» **Stated problem a**
Report how many lines of the listing below contain the string "uniform". Give only the number.

Event Loop

The core of network processing in Traffic Server is the event loop. This loop executes any pending events and performs I/O operations on network connections. The time spent in the event loop is a critical component of latency as any network connection has at most one I/O operation per loop. The general mechanism is

  • Dispatch any pending events.

  • Check for any pending I/O activity. This waits a variable amount of time, but at most proxy.config.thread.max_heartbeat_mseconds milliseconds. It is reduced to wake up before the next scheduled event. Although this is done in milliseconds, system timers are rarely that accurate.

  • For each network connection that has pending I/O, dispatch an event to the corresponding network virtual connection object.

  • Dispatch any events generated while handling I/O in the previous steps.

Event loops that take a long time will have a noticeable impact on transaction latency. There are a number of statistics gathered to help determine if this is the problem. Because instantaneous values are not useful, the data is gathered in three different time buckets - 10, 100, and 1000 seconds. There is a parallel set of statistics for each, and each larger time period includes the smaller ones. The statistic values are all "for this time period". For example, the statistic "proxy.process.eventloop.count.100s" is "the number of event loops executed in the last 100 seconds". The histogram metrics provide a more detailed look at the distribution of event loop times to distinguish whether long times are common or an outlier.

Dataset items:

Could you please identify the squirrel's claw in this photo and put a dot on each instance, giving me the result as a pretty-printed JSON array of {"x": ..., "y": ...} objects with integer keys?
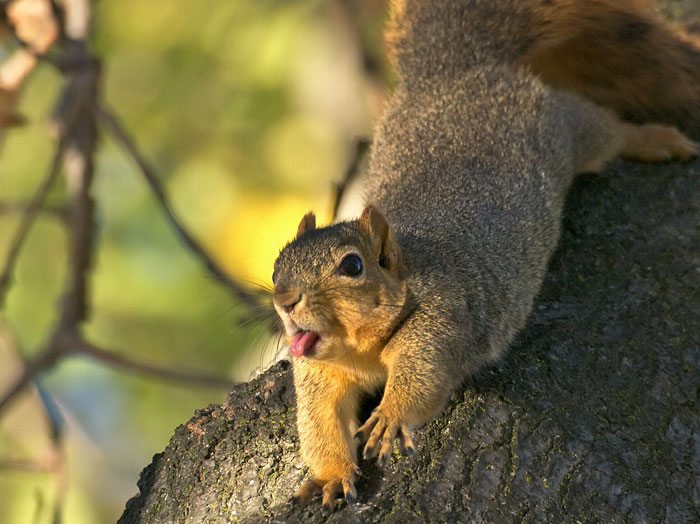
[
  {"x": 382, "y": 434},
  {"x": 330, "y": 491},
  {"x": 305, "y": 493}
]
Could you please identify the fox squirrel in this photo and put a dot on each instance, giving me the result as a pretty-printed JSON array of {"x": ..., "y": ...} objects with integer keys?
[{"x": 469, "y": 169}]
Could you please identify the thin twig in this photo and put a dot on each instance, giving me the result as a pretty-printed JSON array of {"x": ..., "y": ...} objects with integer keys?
[
  {"x": 353, "y": 168},
  {"x": 45, "y": 360},
  {"x": 27, "y": 220},
  {"x": 115, "y": 127}
]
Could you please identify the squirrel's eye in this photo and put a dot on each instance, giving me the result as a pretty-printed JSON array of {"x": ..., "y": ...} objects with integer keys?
[{"x": 351, "y": 265}]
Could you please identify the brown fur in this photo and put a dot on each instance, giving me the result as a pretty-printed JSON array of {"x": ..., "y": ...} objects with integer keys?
[{"x": 471, "y": 204}]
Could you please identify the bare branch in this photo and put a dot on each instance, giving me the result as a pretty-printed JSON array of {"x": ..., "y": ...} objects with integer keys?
[
  {"x": 115, "y": 127},
  {"x": 27, "y": 220},
  {"x": 45, "y": 360},
  {"x": 353, "y": 168}
]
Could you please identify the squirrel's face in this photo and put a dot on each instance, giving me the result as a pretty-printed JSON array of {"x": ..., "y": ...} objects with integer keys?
[{"x": 340, "y": 290}]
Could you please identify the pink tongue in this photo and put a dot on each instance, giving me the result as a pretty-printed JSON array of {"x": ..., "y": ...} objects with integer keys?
[{"x": 302, "y": 342}]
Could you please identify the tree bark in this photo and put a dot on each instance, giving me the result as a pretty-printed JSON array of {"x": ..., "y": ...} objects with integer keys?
[{"x": 591, "y": 417}]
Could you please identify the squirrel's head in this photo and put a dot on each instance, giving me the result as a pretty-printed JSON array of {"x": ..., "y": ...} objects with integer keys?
[{"x": 341, "y": 289}]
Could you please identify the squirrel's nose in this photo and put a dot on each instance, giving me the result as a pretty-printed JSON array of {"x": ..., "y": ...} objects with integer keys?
[{"x": 288, "y": 301}]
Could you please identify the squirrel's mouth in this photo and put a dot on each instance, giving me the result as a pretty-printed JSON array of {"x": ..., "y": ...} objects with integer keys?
[{"x": 303, "y": 342}]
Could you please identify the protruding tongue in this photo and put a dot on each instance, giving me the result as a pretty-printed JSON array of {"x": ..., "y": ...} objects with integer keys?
[{"x": 302, "y": 342}]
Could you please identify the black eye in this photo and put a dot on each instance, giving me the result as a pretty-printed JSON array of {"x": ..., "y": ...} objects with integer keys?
[{"x": 351, "y": 265}]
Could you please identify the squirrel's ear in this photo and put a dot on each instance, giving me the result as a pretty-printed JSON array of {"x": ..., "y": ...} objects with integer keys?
[
  {"x": 381, "y": 236},
  {"x": 308, "y": 223}
]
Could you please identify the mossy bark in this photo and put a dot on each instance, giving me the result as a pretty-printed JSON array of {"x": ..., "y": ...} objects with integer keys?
[{"x": 592, "y": 416}]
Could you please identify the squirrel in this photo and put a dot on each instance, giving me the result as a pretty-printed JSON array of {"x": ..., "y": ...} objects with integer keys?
[{"x": 498, "y": 105}]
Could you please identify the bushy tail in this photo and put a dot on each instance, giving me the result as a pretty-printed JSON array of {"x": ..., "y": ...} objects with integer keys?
[{"x": 617, "y": 53}]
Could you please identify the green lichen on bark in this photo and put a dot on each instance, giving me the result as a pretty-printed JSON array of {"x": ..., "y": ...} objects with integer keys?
[{"x": 591, "y": 417}]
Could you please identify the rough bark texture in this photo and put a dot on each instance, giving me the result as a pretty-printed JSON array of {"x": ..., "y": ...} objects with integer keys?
[{"x": 593, "y": 415}]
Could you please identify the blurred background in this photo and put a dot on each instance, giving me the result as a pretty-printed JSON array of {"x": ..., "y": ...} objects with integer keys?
[{"x": 249, "y": 111}]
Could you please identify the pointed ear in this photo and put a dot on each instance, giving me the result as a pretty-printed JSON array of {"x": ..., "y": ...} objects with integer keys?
[
  {"x": 308, "y": 223},
  {"x": 381, "y": 237}
]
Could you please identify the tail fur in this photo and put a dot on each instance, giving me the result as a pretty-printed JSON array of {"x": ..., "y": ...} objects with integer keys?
[{"x": 617, "y": 53}]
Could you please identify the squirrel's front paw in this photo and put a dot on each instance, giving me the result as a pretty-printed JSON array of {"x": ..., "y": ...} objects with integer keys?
[
  {"x": 331, "y": 489},
  {"x": 379, "y": 432}
]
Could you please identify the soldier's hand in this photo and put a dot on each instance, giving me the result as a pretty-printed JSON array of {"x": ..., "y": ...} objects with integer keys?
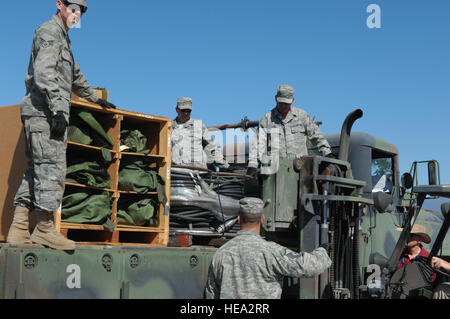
[
  {"x": 58, "y": 125},
  {"x": 252, "y": 171},
  {"x": 106, "y": 104}
]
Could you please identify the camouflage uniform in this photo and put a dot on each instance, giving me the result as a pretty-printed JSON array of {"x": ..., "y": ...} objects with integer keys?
[
  {"x": 286, "y": 138},
  {"x": 442, "y": 291},
  {"x": 52, "y": 76},
  {"x": 191, "y": 140},
  {"x": 249, "y": 267}
]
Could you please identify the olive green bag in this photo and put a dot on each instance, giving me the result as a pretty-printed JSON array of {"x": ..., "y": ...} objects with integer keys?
[
  {"x": 134, "y": 140},
  {"x": 85, "y": 129},
  {"x": 86, "y": 207},
  {"x": 135, "y": 175},
  {"x": 89, "y": 173},
  {"x": 137, "y": 213}
]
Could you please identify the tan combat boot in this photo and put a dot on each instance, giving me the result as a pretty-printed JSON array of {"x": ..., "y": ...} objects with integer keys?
[
  {"x": 18, "y": 232},
  {"x": 46, "y": 234}
]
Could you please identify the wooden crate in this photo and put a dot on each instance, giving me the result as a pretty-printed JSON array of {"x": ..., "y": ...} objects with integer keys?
[{"x": 158, "y": 132}]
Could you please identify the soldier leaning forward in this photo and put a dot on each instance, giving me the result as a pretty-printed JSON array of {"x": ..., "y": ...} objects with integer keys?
[
  {"x": 52, "y": 76},
  {"x": 249, "y": 267},
  {"x": 283, "y": 133}
]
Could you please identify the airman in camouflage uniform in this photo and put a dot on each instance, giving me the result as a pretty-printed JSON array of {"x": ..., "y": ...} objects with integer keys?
[
  {"x": 283, "y": 132},
  {"x": 52, "y": 76},
  {"x": 249, "y": 267},
  {"x": 191, "y": 139}
]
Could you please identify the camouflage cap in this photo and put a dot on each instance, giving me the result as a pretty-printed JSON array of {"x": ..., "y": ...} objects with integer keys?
[
  {"x": 285, "y": 94},
  {"x": 251, "y": 205},
  {"x": 184, "y": 103},
  {"x": 79, "y": 2},
  {"x": 420, "y": 231}
]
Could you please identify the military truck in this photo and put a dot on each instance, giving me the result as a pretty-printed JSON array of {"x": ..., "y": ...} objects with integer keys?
[{"x": 309, "y": 201}]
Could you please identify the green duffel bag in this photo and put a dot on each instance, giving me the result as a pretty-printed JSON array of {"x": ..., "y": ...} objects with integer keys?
[
  {"x": 134, "y": 140},
  {"x": 135, "y": 175},
  {"x": 138, "y": 213},
  {"x": 86, "y": 207},
  {"x": 85, "y": 129},
  {"x": 89, "y": 173}
]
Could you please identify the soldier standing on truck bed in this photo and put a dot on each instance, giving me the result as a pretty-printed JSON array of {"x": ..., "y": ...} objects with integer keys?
[
  {"x": 249, "y": 267},
  {"x": 52, "y": 76},
  {"x": 190, "y": 138},
  {"x": 282, "y": 133}
]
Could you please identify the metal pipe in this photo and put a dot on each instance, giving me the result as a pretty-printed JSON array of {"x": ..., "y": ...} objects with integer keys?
[{"x": 345, "y": 133}]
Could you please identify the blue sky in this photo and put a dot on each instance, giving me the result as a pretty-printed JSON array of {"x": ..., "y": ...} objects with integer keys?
[{"x": 230, "y": 56}]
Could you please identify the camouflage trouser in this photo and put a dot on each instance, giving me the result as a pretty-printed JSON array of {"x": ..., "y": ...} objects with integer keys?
[
  {"x": 42, "y": 186},
  {"x": 442, "y": 291}
]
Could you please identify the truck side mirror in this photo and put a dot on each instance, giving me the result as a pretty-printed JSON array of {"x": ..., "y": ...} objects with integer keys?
[
  {"x": 445, "y": 209},
  {"x": 432, "y": 175},
  {"x": 407, "y": 181},
  {"x": 381, "y": 201}
]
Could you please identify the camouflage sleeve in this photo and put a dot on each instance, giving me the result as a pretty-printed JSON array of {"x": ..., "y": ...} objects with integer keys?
[
  {"x": 303, "y": 264},
  {"x": 212, "y": 290},
  {"x": 212, "y": 149},
  {"x": 259, "y": 145},
  {"x": 47, "y": 51},
  {"x": 81, "y": 87},
  {"x": 316, "y": 137}
]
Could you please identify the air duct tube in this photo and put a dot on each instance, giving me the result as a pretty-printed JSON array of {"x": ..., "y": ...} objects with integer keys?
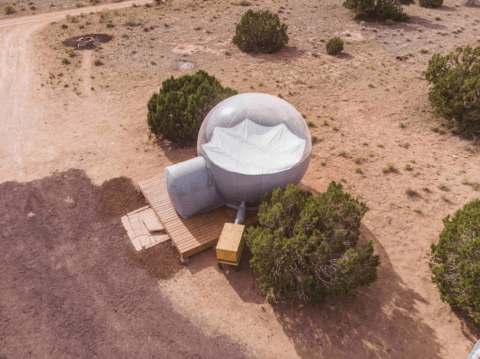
[
  {"x": 191, "y": 187},
  {"x": 241, "y": 213}
]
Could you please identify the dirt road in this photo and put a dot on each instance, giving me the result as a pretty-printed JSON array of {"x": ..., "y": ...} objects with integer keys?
[
  {"x": 31, "y": 147},
  {"x": 366, "y": 104},
  {"x": 68, "y": 285}
]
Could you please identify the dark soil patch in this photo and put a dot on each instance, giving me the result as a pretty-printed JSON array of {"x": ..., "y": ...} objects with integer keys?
[
  {"x": 160, "y": 262},
  {"x": 87, "y": 42},
  {"x": 69, "y": 287}
]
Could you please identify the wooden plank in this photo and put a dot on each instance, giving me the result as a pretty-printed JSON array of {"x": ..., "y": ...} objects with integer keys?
[{"x": 193, "y": 235}]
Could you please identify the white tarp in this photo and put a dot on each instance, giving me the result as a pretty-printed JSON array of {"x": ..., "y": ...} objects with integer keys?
[
  {"x": 252, "y": 149},
  {"x": 475, "y": 354}
]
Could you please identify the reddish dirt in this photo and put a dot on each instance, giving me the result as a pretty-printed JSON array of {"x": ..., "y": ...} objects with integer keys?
[{"x": 68, "y": 285}]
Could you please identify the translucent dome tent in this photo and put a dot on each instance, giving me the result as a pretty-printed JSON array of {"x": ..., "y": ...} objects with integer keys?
[{"x": 248, "y": 145}]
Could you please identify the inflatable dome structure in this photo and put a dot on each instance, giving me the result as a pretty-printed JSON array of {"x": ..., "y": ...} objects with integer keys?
[{"x": 248, "y": 145}]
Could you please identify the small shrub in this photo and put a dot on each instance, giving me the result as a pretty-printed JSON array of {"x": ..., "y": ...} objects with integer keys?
[
  {"x": 9, "y": 9},
  {"x": 455, "y": 261},
  {"x": 454, "y": 95},
  {"x": 334, "y": 46},
  {"x": 260, "y": 31},
  {"x": 378, "y": 9},
  {"x": 177, "y": 111},
  {"x": 306, "y": 247},
  {"x": 430, "y": 3}
]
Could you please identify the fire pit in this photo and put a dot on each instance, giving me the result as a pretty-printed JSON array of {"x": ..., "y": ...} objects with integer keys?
[{"x": 87, "y": 42}]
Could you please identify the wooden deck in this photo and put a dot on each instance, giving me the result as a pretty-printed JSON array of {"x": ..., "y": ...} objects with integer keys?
[{"x": 192, "y": 235}]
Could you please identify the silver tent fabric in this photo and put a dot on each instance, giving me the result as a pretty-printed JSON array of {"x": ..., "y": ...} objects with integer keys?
[
  {"x": 475, "y": 353},
  {"x": 242, "y": 182},
  {"x": 252, "y": 149},
  {"x": 191, "y": 187}
]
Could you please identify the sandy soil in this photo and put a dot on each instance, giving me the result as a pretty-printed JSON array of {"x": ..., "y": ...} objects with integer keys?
[
  {"x": 32, "y": 7},
  {"x": 363, "y": 96},
  {"x": 69, "y": 287}
]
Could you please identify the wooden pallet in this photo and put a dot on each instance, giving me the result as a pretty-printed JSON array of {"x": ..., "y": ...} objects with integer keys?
[{"x": 193, "y": 235}]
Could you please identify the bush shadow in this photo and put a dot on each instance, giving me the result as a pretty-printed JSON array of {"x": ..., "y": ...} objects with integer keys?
[
  {"x": 446, "y": 8},
  {"x": 286, "y": 53},
  {"x": 411, "y": 25},
  {"x": 345, "y": 56},
  {"x": 417, "y": 20},
  {"x": 176, "y": 153},
  {"x": 382, "y": 322},
  {"x": 244, "y": 281}
]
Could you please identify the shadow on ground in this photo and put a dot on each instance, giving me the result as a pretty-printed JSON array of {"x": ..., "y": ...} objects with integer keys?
[
  {"x": 68, "y": 285},
  {"x": 175, "y": 153},
  {"x": 286, "y": 53},
  {"x": 381, "y": 323}
]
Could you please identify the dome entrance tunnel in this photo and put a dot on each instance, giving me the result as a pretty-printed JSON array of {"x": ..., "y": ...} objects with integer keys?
[{"x": 248, "y": 145}]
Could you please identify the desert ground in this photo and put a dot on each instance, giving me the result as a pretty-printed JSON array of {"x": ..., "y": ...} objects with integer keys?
[{"x": 88, "y": 123}]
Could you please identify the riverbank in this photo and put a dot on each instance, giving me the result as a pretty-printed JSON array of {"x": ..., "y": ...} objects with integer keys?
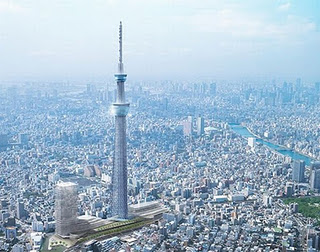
[{"x": 245, "y": 132}]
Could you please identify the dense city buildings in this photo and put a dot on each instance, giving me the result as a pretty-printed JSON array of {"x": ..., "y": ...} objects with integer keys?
[{"x": 227, "y": 189}]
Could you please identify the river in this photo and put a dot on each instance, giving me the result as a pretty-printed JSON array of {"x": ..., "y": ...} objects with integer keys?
[{"x": 243, "y": 131}]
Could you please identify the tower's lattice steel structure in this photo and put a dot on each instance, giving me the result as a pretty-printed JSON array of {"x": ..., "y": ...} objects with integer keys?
[{"x": 120, "y": 110}]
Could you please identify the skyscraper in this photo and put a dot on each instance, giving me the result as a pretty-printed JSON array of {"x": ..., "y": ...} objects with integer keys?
[
  {"x": 66, "y": 208},
  {"x": 200, "y": 126},
  {"x": 120, "y": 110},
  {"x": 298, "y": 171}
]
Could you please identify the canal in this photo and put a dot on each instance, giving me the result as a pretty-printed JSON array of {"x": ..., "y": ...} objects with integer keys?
[{"x": 243, "y": 131}]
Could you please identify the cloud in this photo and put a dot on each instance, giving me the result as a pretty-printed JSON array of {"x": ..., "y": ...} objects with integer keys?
[
  {"x": 10, "y": 6},
  {"x": 284, "y": 7},
  {"x": 42, "y": 53}
]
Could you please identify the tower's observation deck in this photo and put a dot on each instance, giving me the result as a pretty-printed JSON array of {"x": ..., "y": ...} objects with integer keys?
[{"x": 120, "y": 110}]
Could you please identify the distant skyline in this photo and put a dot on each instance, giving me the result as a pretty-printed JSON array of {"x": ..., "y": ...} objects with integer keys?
[{"x": 164, "y": 39}]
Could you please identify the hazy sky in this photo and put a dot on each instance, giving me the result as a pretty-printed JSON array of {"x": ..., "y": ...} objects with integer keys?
[{"x": 163, "y": 39}]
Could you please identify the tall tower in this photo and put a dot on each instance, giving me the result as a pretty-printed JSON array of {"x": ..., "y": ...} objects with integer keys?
[{"x": 120, "y": 110}]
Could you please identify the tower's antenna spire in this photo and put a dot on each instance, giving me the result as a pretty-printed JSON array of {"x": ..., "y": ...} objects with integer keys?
[{"x": 120, "y": 66}]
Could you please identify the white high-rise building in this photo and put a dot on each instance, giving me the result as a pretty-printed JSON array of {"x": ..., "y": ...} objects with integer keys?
[{"x": 66, "y": 208}]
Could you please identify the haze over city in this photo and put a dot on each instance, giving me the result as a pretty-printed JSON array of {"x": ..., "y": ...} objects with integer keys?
[
  {"x": 165, "y": 39},
  {"x": 159, "y": 126}
]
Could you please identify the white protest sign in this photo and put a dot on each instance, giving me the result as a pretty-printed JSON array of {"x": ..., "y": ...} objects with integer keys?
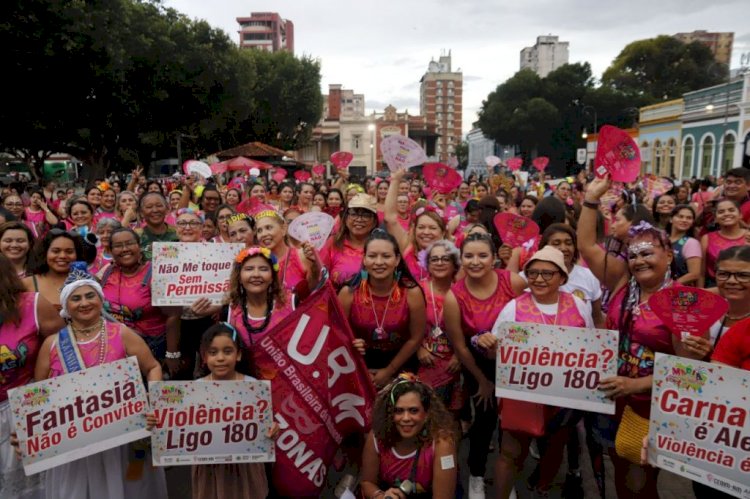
[
  {"x": 700, "y": 423},
  {"x": 555, "y": 365},
  {"x": 81, "y": 414},
  {"x": 184, "y": 272},
  {"x": 211, "y": 422},
  {"x": 313, "y": 227}
]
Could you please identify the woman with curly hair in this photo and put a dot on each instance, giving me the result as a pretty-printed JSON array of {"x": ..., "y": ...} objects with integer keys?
[
  {"x": 411, "y": 450},
  {"x": 258, "y": 301},
  {"x": 386, "y": 310}
]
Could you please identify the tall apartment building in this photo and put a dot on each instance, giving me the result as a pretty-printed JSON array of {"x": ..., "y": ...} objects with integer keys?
[
  {"x": 342, "y": 104},
  {"x": 266, "y": 31},
  {"x": 441, "y": 103},
  {"x": 719, "y": 43},
  {"x": 548, "y": 54}
]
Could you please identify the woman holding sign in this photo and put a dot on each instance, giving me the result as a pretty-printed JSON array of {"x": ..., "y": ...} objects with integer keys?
[
  {"x": 411, "y": 450},
  {"x": 386, "y": 310},
  {"x": 90, "y": 340},
  {"x": 470, "y": 310},
  {"x": 546, "y": 271},
  {"x": 127, "y": 290},
  {"x": 642, "y": 335},
  {"x": 25, "y": 318}
]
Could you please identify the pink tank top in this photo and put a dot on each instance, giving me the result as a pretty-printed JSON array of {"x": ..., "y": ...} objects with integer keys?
[
  {"x": 717, "y": 243},
  {"x": 395, "y": 469},
  {"x": 128, "y": 299},
  {"x": 478, "y": 316},
  {"x": 280, "y": 313},
  {"x": 636, "y": 354},
  {"x": 342, "y": 263},
  {"x": 567, "y": 311},
  {"x": 90, "y": 350},
  {"x": 395, "y": 321},
  {"x": 19, "y": 346}
]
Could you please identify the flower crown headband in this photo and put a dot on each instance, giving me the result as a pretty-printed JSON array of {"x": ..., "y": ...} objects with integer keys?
[
  {"x": 257, "y": 250},
  {"x": 190, "y": 211}
]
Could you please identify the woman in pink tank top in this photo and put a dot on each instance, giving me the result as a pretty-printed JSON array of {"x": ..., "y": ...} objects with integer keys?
[
  {"x": 385, "y": 307},
  {"x": 546, "y": 271},
  {"x": 427, "y": 227},
  {"x": 469, "y": 310},
  {"x": 96, "y": 342},
  {"x": 258, "y": 302},
  {"x": 642, "y": 334},
  {"x": 730, "y": 233},
  {"x": 294, "y": 268},
  {"x": 411, "y": 450},
  {"x": 342, "y": 254},
  {"x": 25, "y": 318},
  {"x": 439, "y": 366}
]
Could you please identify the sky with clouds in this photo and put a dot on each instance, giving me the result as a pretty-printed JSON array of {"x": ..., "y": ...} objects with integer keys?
[{"x": 381, "y": 48}]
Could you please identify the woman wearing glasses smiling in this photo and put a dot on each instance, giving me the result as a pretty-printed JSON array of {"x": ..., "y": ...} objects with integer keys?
[
  {"x": 342, "y": 255},
  {"x": 126, "y": 283}
]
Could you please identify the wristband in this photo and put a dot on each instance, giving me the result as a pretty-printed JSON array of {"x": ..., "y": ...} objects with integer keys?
[{"x": 594, "y": 205}]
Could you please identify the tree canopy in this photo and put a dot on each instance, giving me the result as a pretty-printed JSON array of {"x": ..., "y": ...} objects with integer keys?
[{"x": 115, "y": 82}]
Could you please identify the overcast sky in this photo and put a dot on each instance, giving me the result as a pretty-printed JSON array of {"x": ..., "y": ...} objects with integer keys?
[{"x": 381, "y": 48}]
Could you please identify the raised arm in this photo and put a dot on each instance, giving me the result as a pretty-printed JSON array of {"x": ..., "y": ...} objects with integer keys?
[{"x": 607, "y": 268}]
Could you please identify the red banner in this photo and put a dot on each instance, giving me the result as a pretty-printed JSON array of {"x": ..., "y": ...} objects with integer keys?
[{"x": 321, "y": 391}]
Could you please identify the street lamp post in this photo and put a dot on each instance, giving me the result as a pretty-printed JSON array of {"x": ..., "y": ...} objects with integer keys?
[{"x": 371, "y": 128}]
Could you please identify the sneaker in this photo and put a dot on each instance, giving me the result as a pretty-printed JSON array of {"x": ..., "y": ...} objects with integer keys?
[
  {"x": 347, "y": 482},
  {"x": 573, "y": 485},
  {"x": 476, "y": 487}
]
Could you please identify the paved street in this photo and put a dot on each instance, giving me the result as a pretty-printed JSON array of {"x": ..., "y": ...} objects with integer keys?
[{"x": 670, "y": 486}]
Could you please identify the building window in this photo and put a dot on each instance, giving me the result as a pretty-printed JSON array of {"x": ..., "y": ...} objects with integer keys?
[
  {"x": 707, "y": 152},
  {"x": 727, "y": 155},
  {"x": 658, "y": 158},
  {"x": 687, "y": 158},
  {"x": 672, "y": 157}
]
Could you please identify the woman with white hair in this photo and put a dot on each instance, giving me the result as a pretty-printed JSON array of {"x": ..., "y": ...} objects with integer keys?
[{"x": 95, "y": 341}]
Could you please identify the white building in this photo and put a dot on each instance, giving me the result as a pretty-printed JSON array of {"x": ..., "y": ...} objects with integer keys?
[{"x": 548, "y": 54}]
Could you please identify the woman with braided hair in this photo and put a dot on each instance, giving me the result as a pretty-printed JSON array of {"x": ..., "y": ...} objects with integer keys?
[{"x": 411, "y": 450}]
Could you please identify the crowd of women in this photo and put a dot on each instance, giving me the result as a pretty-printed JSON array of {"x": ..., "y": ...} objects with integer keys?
[{"x": 424, "y": 294}]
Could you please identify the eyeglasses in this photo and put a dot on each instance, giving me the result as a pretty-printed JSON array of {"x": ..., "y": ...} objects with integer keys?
[
  {"x": 547, "y": 275},
  {"x": 364, "y": 214},
  {"x": 441, "y": 259},
  {"x": 126, "y": 244},
  {"x": 724, "y": 275}
]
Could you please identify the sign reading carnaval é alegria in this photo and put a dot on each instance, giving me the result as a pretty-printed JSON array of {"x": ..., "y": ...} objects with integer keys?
[
  {"x": 184, "y": 272},
  {"x": 555, "y": 365},
  {"x": 70, "y": 417},
  {"x": 211, "y": 422},
  {"x": 700, "y": 423}
]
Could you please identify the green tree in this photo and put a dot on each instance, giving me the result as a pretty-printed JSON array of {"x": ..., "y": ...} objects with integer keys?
[{"x": 663, "y": 68}]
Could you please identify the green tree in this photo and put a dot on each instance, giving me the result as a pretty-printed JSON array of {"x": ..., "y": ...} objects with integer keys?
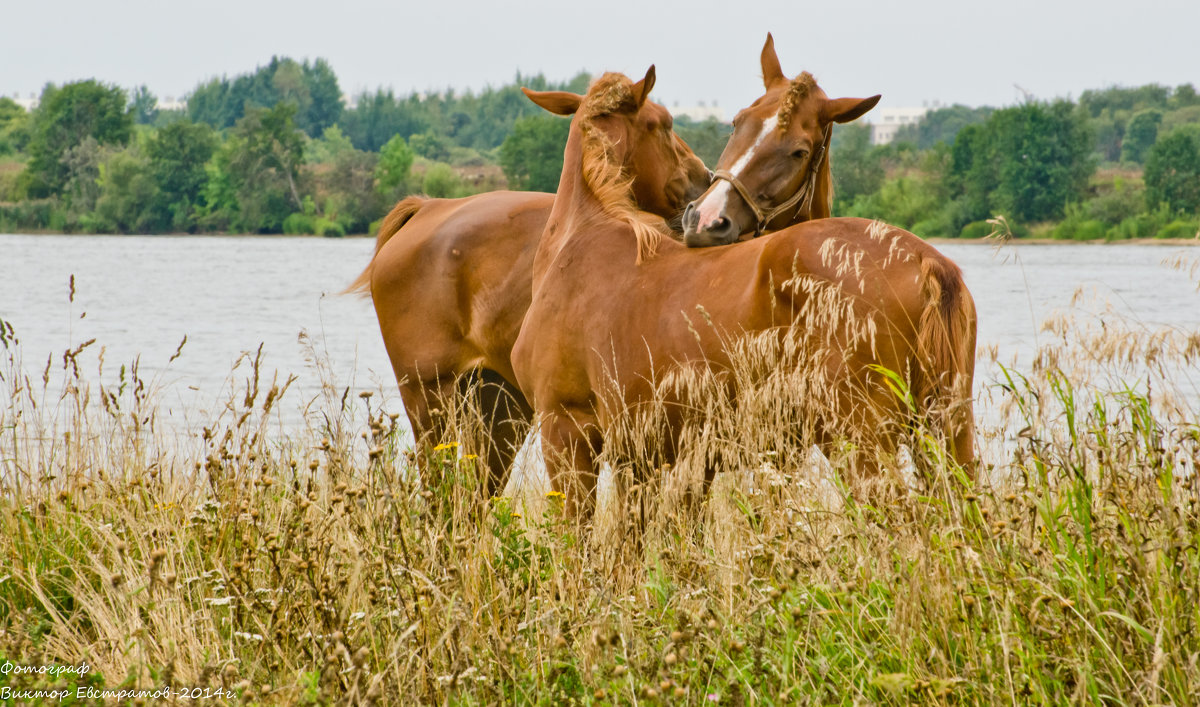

» **Stated problem b**
Continue the passage on the Traffic Server event loop above, starting after its last sentence.

» **Exercise result a**
2

» **Exercise result b**
In general, the maximum loop time will create a floor under response latency. If that is frequently high then it is likely transactions are experiencing significant latency.

10 Second Metrics

proxy.process.eventloop.count.10s
Collection:
global
Datatype:
integer

Number of event loops executed in the last 10 seconds.

proxy.process.eventloop.events.10s
Collection:
global
Datatype:
integer

Number of events dispatched in the last 10 seconds.

proxy.process.eventloop.events.min.10s
Collection:
global
Datatype:
integer

Minimum number of events dispatched in a single loop in the last 10 seconds.

proxy.process.eventloop.events.max.10s
Collection:
global
Datatype:
integer

Maximum number of events dispatched in a single loop in the last 10 seconds.

proxy.process.eventloop.wait.10s
Collection:
global
Datatype:
integer

Number of loops in which the I/O activity check was done with a non-zero time out in the last 10 seconds.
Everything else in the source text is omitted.